**What the task requires**:
Write out everything from the row containing "of the dirt" down to the row containing "x=91, y=257", both included, keeping every row's wording. Shift each coordinate in the answers by adding 105 to it.

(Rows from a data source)
»»

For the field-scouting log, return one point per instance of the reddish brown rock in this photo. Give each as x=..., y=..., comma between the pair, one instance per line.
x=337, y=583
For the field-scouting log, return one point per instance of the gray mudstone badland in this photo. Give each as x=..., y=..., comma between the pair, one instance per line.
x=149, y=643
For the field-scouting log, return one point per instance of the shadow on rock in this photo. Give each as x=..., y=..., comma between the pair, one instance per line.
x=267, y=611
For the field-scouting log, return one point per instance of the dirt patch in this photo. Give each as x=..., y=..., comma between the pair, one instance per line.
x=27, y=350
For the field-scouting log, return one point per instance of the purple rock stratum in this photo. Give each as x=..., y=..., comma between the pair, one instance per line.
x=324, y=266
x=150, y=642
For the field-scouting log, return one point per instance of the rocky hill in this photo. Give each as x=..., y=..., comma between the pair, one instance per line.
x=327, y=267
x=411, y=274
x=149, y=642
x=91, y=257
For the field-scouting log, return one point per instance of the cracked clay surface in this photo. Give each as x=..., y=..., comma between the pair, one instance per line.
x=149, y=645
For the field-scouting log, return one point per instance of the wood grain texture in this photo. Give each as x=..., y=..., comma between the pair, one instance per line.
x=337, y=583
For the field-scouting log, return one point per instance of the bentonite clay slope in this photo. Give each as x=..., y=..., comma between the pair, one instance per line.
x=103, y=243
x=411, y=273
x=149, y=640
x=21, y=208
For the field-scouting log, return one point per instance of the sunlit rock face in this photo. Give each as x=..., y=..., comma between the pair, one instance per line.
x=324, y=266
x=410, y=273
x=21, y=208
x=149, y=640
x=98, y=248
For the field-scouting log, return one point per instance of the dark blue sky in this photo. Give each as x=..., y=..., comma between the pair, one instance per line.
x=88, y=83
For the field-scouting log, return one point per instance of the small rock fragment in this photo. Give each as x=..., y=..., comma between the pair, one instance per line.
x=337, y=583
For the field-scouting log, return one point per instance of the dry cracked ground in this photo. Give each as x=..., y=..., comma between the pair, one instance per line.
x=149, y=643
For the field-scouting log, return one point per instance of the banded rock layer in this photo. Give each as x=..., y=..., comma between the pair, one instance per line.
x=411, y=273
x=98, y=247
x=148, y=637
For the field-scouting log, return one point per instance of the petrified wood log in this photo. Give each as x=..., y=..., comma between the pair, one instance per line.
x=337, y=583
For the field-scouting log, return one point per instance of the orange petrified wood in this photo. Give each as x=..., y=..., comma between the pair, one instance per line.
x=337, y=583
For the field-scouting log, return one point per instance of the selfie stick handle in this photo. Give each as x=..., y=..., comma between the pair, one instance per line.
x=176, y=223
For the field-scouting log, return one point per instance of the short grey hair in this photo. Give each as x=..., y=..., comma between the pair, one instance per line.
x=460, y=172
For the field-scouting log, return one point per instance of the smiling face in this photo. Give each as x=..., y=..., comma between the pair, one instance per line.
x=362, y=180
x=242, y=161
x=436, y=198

««

**Task solution**:
For the field-scouting log, return one point per instance of the dirt patch in this photo. Give each as x=..., y=..., comma between the pair, one instance per line.
x=132, y=455
For the field-scouting log, return one point per instance of the purple rock stratum in this photo. Give each as x=..., y=..., comma between the pair, one instance per line.
x=429, y=371
x=255, y=747
For the field-scouting log, return one point per instance of the rocky hill in this photo. Give each as x=..., y=..., comma between the pair, one instance per line.
x=432, y=372
x=516, y=379
x=254, y=747
x=196, y=362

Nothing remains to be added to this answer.